Point-per-instance localization data
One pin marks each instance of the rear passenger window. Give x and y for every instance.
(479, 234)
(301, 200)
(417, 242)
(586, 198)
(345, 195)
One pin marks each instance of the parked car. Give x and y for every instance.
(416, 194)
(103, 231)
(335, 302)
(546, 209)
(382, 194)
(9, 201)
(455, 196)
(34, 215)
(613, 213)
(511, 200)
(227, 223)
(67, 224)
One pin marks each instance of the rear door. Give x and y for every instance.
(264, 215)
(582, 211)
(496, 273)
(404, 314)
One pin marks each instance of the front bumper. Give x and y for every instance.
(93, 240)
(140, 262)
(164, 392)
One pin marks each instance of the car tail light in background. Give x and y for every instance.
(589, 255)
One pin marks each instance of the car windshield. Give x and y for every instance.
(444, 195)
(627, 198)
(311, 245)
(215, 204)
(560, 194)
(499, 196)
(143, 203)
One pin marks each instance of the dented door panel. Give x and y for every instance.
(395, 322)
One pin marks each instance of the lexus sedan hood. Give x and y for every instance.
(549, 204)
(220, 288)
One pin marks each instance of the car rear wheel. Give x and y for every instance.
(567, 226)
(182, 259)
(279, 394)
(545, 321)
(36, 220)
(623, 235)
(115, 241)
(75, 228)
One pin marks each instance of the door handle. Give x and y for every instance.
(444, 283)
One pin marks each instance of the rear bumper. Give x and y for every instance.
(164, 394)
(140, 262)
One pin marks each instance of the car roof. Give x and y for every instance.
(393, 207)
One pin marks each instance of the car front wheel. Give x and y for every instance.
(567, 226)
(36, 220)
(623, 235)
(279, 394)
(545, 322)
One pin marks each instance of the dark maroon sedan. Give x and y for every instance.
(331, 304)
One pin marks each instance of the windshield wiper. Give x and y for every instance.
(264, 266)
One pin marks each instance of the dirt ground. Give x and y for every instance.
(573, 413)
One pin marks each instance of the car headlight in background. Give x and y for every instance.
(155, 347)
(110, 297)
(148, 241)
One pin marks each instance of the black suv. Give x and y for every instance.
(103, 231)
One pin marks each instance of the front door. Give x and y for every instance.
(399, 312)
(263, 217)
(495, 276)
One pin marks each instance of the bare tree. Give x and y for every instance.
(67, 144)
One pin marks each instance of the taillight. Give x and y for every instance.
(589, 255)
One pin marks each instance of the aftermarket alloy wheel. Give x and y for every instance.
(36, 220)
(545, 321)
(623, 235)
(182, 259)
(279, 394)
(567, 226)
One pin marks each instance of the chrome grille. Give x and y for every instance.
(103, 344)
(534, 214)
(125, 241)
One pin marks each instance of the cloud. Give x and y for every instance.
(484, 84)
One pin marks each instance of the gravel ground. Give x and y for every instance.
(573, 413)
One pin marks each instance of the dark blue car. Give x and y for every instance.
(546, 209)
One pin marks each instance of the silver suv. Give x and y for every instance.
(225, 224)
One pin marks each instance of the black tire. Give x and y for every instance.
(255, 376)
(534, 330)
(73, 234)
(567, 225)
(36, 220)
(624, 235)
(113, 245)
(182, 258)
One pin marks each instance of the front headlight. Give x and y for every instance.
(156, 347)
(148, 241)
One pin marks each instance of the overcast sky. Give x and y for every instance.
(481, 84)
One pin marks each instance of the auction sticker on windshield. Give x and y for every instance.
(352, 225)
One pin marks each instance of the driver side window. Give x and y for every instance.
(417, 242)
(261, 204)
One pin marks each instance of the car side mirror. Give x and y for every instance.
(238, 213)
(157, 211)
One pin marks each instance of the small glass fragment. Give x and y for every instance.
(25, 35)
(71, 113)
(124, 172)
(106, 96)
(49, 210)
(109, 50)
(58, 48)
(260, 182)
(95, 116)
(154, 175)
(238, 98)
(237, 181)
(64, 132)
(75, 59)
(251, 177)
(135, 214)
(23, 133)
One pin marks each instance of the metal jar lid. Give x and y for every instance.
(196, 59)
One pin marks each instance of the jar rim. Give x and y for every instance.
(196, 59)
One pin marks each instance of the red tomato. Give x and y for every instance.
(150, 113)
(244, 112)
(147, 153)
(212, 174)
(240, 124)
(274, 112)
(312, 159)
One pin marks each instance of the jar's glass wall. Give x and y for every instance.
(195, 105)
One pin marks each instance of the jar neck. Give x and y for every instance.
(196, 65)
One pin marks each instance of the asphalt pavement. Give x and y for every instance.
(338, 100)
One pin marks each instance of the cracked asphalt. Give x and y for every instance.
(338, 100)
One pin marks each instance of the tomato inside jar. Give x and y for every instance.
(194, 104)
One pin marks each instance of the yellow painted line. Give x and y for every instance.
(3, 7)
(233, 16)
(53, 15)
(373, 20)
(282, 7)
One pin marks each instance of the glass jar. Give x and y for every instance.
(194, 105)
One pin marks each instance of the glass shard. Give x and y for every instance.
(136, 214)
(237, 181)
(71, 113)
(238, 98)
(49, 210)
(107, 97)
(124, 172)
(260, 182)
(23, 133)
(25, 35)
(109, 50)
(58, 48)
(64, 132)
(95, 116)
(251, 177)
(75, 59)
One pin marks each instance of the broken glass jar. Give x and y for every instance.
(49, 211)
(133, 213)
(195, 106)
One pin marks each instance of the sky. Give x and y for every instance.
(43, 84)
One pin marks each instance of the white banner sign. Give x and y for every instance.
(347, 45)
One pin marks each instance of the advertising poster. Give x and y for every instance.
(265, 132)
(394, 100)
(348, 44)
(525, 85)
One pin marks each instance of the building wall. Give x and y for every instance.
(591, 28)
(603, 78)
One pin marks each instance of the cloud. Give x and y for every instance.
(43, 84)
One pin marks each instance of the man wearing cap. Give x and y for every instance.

▶ **What this task involves**
Starting at the line with "One pin marks each instance of the glass shard.", restate each line through the end of the records, both ends included, and stop there.

▶ **Task response**
One pin marks each instance of the glass shard. Give x and y for every instance.
(136, 214)
(237, 181)
(71, 113)
(238, 98)
(49, 210)
(107, 97)
(124, 172)
(260, 182)
(23, 133)
(25, 35)
(109, 50)
(58, 48)
(64, 132)
(95, 116)
(251, 177)
(75, 59)
One pin marks each instance of the broken glass jar. Give x and y for every instance.
(49, 211)
(133, 213)
(195, 106)
One pin marks each instance of the sky. Give x and y for every instance.
(43, 84)
One pin marks each instance of the white banner sign. Give x and y for every instance.
(347, 45)
One pin marks each instance of the advertising poster. Give x and y for every instance.
(265, 132)
(394, 100)
(348, 44)
(525, 85)
One pin marks each instance of the building wall. Give x and y for every instance.
(591, 28)
(603, 78)
One pin marks each instance of the cloud. Give x and y for every instance.
(43, 84)
One pin marks each instance of the man wearing cap. Give x and y for every instance.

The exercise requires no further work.